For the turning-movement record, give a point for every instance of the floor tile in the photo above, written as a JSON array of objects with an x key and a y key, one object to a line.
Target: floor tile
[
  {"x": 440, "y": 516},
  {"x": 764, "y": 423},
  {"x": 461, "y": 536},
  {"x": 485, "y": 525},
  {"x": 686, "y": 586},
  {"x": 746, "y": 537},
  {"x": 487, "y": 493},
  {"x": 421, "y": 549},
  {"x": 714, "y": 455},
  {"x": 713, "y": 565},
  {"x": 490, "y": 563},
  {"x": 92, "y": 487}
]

● ● ● ●

EXERCISE TASK: Reproduce the data above verbatim, from its first line through its last.

SOLVED EXERCISE:
For the turning-movement record, give a point for every instance of the floor tile in the photo above, written as a JSON array of objects with an x key and a y key, one object to a line.
Target: floor tile
[
  {"x": 440, "y": 516},
  {"x": 764, "y": 423},
  {"x": 461, "y": 536},
  {"x": 485, "y": 525},
  {"x": 686, "y": 586},
  {"x": 746, "y": 537},
  {"x": 487, "y": 493},
  {"x": 421, "y": 549},
  {"x": 714, "y": 455},
  {"x": 713, "y": 565},
  {"x": 490, "y": 563},
  {"x": 92, "y": 487}
]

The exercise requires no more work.